Source text:
━━━━━━━━━━━━━━━━
Set in a dystopian future of steam power and almost-equal rights for women, the play was one of the first examples of science fiction kabuki in history. The play's story centres on ronin Cloud Strife who joins forces with several others to take down the Shinra Shogunate, who are draining the Great Spirit of the Planet to use as an energy source. As the story progresses, the situation escalates until Cloud and his allies face Sephiroth, a demonic shadow warrior and the play's main antagonist.
Final Fantasy VII was met with immense critical and commercial success at the time of its release, and has been described by many prominent theatre critics as the Best. Play. Evar.
One of the main things the Square Theatre Company wanted to achieve with Final Fantasy VII was a heightened realism previously unseen in kabuki. They felt the 16-bit approach, named for the sixteen bits of paper used in creating the sets, had long seen its day. In contrast to the previous plays in the series, Final Fantasy VII did not use two-dimensional paper sprites for characters, instead opting for three-dimensional human actors. This was a first for Japanese theatre at the time.
All these technical innovations made Final Fantasy VII the most expensive play ever made, which caused problems with Square's resident theatre, SNES (Super Nintendo Entertainment Showhouse). Back in the 1790s, Japanese plays were recorded on "cartridges"; large, bulky tablets of wood upon which the script for the play would be carved. These cartridges caused much annoyance for Japanese audiences due to the fact that they often got covered in dust and had to be blown clean by the actors before the play could begin. The epic story, deep characters and detailed backgrounds of FFVII contained far too much information to be printed on one of these cartridges, but Nintendo refused to try any other approach.
━━━━━━━━━━━━━━━━
Listed entries:

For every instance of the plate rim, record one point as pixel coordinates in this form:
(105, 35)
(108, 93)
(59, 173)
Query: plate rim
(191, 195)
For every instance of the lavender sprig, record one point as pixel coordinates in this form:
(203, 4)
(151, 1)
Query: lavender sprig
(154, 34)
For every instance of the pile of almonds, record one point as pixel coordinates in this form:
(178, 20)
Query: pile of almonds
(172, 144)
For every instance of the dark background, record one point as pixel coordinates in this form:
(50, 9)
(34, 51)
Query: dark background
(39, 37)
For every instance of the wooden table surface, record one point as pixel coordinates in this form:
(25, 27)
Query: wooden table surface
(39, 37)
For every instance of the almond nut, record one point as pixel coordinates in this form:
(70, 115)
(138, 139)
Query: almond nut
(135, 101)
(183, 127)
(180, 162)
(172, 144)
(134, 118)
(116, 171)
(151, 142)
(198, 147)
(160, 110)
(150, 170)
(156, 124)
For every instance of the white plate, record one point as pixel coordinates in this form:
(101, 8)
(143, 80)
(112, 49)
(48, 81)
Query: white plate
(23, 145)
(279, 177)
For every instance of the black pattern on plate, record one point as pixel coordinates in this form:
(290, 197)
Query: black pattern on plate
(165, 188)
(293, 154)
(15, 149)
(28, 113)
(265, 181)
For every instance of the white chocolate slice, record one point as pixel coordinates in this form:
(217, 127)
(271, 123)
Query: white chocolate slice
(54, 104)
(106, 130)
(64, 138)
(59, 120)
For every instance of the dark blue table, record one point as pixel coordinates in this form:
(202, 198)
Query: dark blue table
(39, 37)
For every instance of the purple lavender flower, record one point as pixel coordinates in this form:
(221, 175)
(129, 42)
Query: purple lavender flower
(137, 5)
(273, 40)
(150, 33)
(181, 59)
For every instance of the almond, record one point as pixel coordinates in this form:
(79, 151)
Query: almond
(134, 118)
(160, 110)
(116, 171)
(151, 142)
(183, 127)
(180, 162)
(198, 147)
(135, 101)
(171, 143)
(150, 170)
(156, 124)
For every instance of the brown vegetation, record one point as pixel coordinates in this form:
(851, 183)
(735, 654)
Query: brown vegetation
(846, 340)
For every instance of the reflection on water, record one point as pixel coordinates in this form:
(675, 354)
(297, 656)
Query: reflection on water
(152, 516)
━━━━━━━━━━━━━━━━
Do this: Continue the piece on the Final Fantasy VII kabuki play, starting right after its last sentence.

Right answer:
At the same time, a new theatre-house owned by Sony (who until now had only been known for producing phonographs) started using a disc-based system that was far superior to Nintendo's cartridges. These "discs" were smaller than cartridges but far more information could be written on them. The discs were thin circles of paper which allowed calligraphers to write large amounts of data upon them in their terse Japanese style. Square therefore ended their long and tumultuous relationship with Nintendo and moved over to Sony.
FFVII belongs to the role-playing genre, and despite its uniqueness it still contains many of the common hallmarks seen in similar plays before and since. One such convention is the opportunity for the audience to name the main characters. Obviously in Japan's rigid caste-based society, this honour usually fell upon the most socially revered member of the crowd – a lord or shogun – who generally named the main character after himself, and if he was feeling generous, all of the others after his friends. There were also, however, isolated examples of people not taking the play seriously, and naming Cloud and his friends things like "gayboy" and "gerald", which tended to cause great annoyance to more devout followers of the play.
As with many role-playing plays, the characters themselves also have a degree of customisability, with the audience making choices regarding the attributes and tactics of the players. Historically, the deliberately slow and measured movements of kabuki performers (called turn based by the Japanese) would invite a catcall of suggestions from the stands. Many patrons would delight in advising the fictional characters during battles for instance, where they would shout out requests for their favourite moves or tell them to "watch out behind you!"
To ease this practise, FFVII introduced the materia system. Materia were colourful orbs that were given to the audience members on the way in, and would signify to the actors what move they wanted them to perform against their enemies.
There were many different kinds of materia. Green materia were for casting magic – spells such as "Fire" and "Cure", for example – while the red materia were for summoning. There was a large choice of monsters that could be called upon to aid the party in battle, and the summon materia could also be used by horny viewers to request the company of a geisha. The only problem with this was that it left the responsibility of the story's progression in the hands of the crowd, and a series of poor decisions was all it would take to reach the game over screen, meaning all the players were dead and everyone had to go home early.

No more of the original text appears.